Every entry must appear in the answer exactly as written.

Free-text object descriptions

....................

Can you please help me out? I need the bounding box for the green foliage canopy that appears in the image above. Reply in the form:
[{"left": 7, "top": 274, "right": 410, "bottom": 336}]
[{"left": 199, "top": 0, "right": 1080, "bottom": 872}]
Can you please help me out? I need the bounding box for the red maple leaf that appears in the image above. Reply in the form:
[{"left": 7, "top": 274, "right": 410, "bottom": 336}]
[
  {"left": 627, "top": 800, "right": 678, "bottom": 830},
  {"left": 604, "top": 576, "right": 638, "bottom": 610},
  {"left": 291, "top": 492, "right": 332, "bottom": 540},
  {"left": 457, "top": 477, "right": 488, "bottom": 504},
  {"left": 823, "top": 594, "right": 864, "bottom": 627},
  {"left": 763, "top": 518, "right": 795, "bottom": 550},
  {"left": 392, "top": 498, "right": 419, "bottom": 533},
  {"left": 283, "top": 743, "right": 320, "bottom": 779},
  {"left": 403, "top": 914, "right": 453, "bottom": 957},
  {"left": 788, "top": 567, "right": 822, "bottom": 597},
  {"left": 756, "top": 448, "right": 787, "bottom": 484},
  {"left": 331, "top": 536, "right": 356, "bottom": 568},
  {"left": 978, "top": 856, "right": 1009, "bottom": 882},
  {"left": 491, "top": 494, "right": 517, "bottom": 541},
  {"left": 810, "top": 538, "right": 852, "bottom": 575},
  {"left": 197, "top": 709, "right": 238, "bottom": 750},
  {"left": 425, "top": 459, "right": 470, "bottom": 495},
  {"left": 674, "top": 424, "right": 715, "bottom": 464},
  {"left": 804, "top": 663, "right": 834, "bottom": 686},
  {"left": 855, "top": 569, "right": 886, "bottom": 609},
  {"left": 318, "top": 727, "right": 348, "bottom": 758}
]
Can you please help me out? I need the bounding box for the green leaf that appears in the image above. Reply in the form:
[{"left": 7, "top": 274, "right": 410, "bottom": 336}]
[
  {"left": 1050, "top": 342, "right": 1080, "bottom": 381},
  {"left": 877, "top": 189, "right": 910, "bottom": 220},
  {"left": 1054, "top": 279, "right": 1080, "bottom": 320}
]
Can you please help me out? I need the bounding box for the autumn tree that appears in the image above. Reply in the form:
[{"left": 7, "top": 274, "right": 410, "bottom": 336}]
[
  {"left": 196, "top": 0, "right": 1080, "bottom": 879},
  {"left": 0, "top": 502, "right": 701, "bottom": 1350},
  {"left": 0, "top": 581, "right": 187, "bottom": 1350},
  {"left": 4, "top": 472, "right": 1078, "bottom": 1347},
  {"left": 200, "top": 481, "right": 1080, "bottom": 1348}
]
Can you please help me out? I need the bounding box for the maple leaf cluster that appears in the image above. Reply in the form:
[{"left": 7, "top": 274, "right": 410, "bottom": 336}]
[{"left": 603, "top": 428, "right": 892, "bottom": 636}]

....................

● **Response below**:
Can you please help me out? I need the bounding box for the green foliage canopy that appears in the image above. Reply in the form:
[{"left": 7, "top": 274, "right": 410, "bottom": 336}]
[{"left": 199, "top": 0, "right": 1080, "bottom": 872}]
Can you please help me out? I need the bounding box for the red maple leaf that appears in the image above. Reply in the form:
[{"left": 7, "top": 274, "right": 410, "bottom": 336}]
[
  {"left": 627, "top": 800, "right": 678, "bottom": 830},
  {"left": 604, "top": 576, "right": 638, "bottom": 610},
  {"left": 291, "top": 492, "right": 332, "bottom": 540},
  {"left": 457, "top": 477, "right": 488, "bottom": 504},
  {"left": 823, "top": 594, "right": 864, "bottom": 627},
  {"left": 763, "top": 518, "right": 795, "bottom": 550},
  {"left": 392, "top": 498, "right": 419, "bottom": 533},
  {"left": 283, "top": 743, "right": 320, "bottom": 779},
  {"left": 403, "top": 914, "right": 453, "bottom": 957},
  {"left": 788, "top": 567, "right": 822, "bottom": 597},
  {"left": 756, "top": 448, "right": 787, "bottom": 484},
  {"left": 331, "top": 536, "right": 356, "bottom": 568},
  {"left": 978, "top": 856, "right": 1009, "bottom": 882},
  {"left": 491, "top": 494, "right": 517, "bottom": 541},
  {"left": 810, "top": 538, "right": 852, "bottom": 575},
  {"left": 197, "top": 709, "right": 238, "bottom": 750},
  {"left": 425, "top": 459, "right": 470, "bottom": 495},
  {"left": 674, "top": 424, "right": 715, "bottom": 464},
  {"left": 804, "top": 663, "right": 834, "bottom": 686},
  {"left": 855, "top": 569, "right": 886, "bottom": 609},
  {"left": 318, "top": 727, "right": 348, "bottom": 758}
]
Can you please help me out? I need the bounding box for the green leaf that appears in the image above. Reply in the form:
[{"left": 7, "top": 274, "right": 410, "bottom": 336}]
[
  {"left": 1050, "top": 342, "right": 1080, "bottom": 381},
  {"left": 877, "top": 189, "right": 910, "bottom": 220},
  {"left": 1054, "top": 279, "right": 1080, "bottom": 320}
]
Can you please help me out? I need the bounding box for the autumn tree that appears in the image above. Reply in the form:
[{"left": 7, "top": 274, "right": 410, "bottom": 336}]
[
  {"left": 196, "top": 0, "right": 1080, "bottom": 879},
  {"left": 0, "top": 502, "right": 701, "bottom": 1350},
  {"left": 0, "top": 581, "right": 187, "bottom": 1350},
  {"left": 4, "top": 472, "right": 1078, "bottom": 1347},
  {"left": 200, "top": 481, "right": 1080, "bottom": 1348}
]
Can you please help me out? I need the bounding box for the maple leaf cluster that appears in the image above. Reply in the form:
[{"left": 7, "top": 274, "right": 410, "bottom": 336}]
[{"left": 603, "top": 428, "right": 892, "bottom": 636}]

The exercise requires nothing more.